Required work. Reproduce the lines below, from the first line through the line containing "POLYGON ((76 48, 75", requests included. Shift each polygon coordinate in the answers by adding 69 to it.

━━ Data in this exercise

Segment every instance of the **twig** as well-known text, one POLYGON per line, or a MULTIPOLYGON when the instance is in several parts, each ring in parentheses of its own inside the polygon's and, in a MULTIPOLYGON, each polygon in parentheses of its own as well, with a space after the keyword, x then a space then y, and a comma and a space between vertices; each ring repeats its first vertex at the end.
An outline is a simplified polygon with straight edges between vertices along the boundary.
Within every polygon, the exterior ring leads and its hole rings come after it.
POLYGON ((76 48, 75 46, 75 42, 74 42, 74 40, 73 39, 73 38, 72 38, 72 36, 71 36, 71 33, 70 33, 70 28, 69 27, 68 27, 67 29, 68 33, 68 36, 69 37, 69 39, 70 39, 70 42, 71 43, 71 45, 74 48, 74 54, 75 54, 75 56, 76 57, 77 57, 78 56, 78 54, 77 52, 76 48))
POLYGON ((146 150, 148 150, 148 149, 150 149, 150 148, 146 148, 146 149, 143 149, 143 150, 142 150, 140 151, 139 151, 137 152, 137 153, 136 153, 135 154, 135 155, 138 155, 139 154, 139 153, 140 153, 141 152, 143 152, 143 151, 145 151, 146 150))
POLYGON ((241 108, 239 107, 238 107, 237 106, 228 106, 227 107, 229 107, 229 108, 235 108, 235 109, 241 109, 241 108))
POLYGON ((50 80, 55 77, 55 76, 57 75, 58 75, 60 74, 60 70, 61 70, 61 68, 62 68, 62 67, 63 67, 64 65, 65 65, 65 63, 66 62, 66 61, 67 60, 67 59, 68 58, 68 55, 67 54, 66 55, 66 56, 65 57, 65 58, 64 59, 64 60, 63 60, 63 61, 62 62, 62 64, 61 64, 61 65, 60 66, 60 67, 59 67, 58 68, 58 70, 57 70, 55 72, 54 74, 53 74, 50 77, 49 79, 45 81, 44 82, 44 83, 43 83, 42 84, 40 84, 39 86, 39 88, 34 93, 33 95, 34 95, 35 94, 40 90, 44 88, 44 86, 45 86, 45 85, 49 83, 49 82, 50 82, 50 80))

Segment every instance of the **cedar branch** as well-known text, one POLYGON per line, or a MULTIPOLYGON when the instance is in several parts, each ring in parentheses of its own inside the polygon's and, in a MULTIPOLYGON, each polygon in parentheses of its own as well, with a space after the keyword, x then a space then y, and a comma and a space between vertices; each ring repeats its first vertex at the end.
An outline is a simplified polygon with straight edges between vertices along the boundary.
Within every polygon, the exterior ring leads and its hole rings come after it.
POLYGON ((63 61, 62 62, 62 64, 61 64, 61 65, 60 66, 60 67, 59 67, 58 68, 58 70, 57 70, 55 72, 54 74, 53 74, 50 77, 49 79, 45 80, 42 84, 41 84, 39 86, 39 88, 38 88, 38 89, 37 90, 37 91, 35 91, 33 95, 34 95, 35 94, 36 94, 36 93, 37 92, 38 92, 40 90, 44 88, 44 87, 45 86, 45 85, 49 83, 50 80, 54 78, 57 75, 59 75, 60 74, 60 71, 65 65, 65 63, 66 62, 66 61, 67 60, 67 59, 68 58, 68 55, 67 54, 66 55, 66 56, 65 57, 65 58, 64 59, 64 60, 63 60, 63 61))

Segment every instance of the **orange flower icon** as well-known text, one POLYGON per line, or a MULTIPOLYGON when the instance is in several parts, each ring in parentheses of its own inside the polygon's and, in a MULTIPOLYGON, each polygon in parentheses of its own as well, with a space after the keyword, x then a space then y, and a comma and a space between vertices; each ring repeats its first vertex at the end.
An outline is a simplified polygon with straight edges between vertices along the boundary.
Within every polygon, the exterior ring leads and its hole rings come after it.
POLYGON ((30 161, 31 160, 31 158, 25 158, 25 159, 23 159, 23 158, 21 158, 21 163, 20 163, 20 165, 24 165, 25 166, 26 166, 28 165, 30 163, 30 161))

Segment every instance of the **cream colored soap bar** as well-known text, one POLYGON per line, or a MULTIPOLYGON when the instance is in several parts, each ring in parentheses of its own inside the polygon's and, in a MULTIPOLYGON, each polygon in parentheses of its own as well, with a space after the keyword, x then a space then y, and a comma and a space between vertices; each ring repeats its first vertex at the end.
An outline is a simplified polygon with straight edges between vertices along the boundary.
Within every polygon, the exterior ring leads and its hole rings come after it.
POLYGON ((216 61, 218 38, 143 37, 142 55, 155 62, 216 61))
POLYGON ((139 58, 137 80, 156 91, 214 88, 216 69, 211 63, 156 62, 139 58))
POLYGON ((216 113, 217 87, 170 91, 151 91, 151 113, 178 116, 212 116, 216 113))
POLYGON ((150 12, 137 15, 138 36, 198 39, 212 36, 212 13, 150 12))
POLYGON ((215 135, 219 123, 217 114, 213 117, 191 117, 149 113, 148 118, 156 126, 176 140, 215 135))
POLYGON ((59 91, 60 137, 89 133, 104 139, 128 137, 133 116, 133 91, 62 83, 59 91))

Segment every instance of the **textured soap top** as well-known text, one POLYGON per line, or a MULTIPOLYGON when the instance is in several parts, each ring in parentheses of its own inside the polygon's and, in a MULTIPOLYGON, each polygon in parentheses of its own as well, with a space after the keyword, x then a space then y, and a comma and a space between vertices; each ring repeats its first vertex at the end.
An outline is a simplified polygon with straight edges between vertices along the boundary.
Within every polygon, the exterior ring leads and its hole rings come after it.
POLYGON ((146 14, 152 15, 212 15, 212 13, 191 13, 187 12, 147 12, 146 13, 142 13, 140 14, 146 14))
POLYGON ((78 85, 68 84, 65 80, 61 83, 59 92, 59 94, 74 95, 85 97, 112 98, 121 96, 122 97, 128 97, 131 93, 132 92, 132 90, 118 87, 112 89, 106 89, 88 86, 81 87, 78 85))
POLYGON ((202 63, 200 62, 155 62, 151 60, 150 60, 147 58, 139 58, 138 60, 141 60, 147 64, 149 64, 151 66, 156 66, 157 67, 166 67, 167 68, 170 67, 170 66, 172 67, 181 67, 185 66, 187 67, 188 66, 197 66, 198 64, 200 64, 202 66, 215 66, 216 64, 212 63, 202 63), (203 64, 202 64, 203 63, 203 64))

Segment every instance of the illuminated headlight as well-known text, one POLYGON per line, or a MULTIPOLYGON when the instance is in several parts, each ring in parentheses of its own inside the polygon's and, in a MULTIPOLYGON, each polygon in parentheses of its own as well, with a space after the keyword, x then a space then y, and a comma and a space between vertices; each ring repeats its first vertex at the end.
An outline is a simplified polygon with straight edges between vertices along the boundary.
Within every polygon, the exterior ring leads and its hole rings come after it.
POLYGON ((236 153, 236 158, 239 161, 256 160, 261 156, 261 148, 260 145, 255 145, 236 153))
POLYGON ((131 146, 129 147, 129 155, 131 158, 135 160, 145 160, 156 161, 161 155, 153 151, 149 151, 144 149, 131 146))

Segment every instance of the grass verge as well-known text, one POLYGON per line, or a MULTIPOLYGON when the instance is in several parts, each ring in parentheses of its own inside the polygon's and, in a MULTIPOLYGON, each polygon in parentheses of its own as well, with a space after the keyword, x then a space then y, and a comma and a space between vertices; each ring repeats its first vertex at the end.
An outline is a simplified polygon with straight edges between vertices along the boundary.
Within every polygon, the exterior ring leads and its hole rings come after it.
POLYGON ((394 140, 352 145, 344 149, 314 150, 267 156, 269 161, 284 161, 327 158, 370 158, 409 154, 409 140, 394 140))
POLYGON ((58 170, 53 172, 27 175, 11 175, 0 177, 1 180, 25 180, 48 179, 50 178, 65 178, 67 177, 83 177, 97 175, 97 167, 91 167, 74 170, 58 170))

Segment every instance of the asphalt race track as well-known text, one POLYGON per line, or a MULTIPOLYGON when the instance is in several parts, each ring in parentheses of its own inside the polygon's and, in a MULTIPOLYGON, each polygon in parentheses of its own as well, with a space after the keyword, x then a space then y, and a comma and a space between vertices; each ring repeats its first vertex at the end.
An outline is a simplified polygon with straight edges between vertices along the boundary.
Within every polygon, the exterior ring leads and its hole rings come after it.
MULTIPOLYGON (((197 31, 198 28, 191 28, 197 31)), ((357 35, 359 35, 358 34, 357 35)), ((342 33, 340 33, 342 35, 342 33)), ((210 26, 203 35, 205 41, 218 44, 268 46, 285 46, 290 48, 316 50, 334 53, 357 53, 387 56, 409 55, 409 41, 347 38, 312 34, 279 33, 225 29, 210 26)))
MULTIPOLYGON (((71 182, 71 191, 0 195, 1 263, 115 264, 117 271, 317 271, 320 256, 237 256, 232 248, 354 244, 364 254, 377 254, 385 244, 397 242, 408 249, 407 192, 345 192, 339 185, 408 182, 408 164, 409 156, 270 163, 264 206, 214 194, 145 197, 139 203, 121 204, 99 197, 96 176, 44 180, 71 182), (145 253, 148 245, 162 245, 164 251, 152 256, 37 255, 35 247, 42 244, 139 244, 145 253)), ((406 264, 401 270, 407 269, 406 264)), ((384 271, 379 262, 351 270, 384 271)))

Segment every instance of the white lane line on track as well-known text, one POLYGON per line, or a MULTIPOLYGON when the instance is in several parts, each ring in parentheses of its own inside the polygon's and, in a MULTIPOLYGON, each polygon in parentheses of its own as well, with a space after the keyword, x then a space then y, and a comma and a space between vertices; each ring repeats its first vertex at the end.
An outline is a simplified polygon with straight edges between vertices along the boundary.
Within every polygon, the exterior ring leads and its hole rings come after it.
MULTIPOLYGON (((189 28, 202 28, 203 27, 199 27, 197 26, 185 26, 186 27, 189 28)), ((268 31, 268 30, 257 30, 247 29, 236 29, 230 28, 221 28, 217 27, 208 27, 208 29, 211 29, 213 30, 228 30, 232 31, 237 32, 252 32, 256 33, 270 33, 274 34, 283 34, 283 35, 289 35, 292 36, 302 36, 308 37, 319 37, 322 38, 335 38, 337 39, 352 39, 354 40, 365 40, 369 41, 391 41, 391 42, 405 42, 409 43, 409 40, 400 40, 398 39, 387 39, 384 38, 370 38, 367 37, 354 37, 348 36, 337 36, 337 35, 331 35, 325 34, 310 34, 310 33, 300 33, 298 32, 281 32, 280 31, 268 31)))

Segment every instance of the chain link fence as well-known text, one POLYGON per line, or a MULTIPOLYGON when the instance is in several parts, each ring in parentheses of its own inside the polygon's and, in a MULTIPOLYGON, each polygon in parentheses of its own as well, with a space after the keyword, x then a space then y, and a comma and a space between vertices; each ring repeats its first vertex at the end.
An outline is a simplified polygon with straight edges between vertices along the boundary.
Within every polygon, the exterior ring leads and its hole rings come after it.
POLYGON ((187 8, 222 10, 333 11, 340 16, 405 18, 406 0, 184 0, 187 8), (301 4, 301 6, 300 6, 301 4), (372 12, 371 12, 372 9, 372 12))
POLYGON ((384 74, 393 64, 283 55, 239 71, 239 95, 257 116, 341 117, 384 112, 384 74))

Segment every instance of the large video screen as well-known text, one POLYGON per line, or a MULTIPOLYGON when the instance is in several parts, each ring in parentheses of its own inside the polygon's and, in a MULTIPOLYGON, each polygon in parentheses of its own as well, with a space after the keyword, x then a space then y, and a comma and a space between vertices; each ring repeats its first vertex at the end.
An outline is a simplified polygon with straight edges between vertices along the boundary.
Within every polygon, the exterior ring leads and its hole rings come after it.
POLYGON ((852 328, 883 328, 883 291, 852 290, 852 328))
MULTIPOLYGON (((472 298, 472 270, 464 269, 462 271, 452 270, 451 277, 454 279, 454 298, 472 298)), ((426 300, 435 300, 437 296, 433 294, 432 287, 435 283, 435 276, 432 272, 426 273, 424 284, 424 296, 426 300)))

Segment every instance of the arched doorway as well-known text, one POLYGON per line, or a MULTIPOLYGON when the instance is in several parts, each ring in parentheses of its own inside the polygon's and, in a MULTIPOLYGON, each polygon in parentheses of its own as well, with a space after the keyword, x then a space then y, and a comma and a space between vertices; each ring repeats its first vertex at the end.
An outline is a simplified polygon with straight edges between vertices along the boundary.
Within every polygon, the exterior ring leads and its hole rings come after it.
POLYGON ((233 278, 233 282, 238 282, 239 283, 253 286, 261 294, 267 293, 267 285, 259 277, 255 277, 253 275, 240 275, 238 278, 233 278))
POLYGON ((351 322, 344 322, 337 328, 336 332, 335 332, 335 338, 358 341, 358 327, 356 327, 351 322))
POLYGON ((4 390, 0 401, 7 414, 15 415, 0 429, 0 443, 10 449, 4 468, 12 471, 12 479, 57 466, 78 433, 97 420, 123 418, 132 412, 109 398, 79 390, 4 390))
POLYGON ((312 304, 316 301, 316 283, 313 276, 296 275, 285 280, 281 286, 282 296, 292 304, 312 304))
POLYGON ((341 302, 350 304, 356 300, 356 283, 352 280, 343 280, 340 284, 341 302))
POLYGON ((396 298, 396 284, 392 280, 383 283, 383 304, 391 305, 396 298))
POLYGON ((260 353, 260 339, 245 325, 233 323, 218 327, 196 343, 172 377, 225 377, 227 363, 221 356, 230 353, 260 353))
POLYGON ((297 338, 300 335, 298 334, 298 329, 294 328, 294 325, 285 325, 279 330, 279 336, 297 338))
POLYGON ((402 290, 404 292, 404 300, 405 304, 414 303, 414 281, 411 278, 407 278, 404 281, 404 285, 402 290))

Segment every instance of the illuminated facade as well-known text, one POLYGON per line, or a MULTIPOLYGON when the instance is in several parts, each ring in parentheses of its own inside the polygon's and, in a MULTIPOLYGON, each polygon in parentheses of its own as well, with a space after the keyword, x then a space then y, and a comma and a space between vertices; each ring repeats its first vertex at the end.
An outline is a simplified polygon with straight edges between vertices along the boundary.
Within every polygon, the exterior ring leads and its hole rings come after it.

━━━━

Exercise result.
Segment every instance of the **twig** as well-known text, one POLYGON per line, or a MULTIPOLYGON when the instance is in several parts, each ring in parentheses of its own inside the polygon's and, in a MULTIPOLYGON, each polygon in parentheses of its own as well, with a space after the keyword, x then a space then y, and a comma and a space between vertices; each ring repeats its first vertex at the end.
An outline is a simplified polygon with straight edges between vertices along the boundary.
Within every polygon, the exterior ring leads and its hole rings come after it.
POLYGON ((145 117, 144 115, 144 111, 143 111, 143 109, 142 108, 142 107, 141 107, 141 105, 140 105, 140 102, 139 102, 139 97, 138 96, 137 96, 136 98, 137 102, 137 105, 138 106, 138 108, 139 108, 139 111, 140 112, 140 114, 143 117, 143 123, 144 123, 144 125, 145 126, 146 126, 147 125, 147 123, 146 121, 145 117))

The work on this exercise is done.